YOUR INSTRUCTIONS: Update the data below by changing every "picture above" to "image above". Keep everything else the same.

[Some records]
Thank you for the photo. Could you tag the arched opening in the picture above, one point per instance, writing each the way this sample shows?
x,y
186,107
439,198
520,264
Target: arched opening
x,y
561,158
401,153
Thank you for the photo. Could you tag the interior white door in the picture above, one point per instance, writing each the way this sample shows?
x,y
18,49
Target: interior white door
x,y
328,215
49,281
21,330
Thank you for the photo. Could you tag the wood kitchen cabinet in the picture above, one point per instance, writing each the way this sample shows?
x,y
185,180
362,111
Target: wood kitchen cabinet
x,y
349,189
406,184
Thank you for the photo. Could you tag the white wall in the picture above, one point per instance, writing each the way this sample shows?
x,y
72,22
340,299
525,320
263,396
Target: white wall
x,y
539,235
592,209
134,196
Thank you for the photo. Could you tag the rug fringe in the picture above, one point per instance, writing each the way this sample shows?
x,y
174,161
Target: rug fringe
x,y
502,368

ANSWER TO THIS PROBLEM:
Thank you for the photo. Could you tag the arched opening in the image above, one point per instance, writing each the way this sample shows?
x,y
186,107
439,198
520,264
Target: arched opening
x,y
561,158
401,153
Thank you for the photo. Could you tag the interior white door in the image above, one point per instance, writing each the way this sample shows?
x,y
18,49
Target: interior white door
x,y
328,215
49,281
21,330
Thank you for the photo. Could you tag the wood kitchen cabinet in the image above, one point per instance, writing each the way this sample shows?
x,y
185,180
362,111
Target: wood kitchen cabinet
x,y
349,189
406,184
Thank you for the photo. Could you tag the white wall in the image above, one point per instance, writing each the way this sample shows?
x,y
72,22
340,299
525,320
263,396
Target: white wall
x,y
539,235
592,209
134,196
Thank you for the photo. Could you tag the rug fringe in the image above, one point per instance, writing each the way this sample shows?
x,y
174,161
Target: rug fringe
x,y
502,368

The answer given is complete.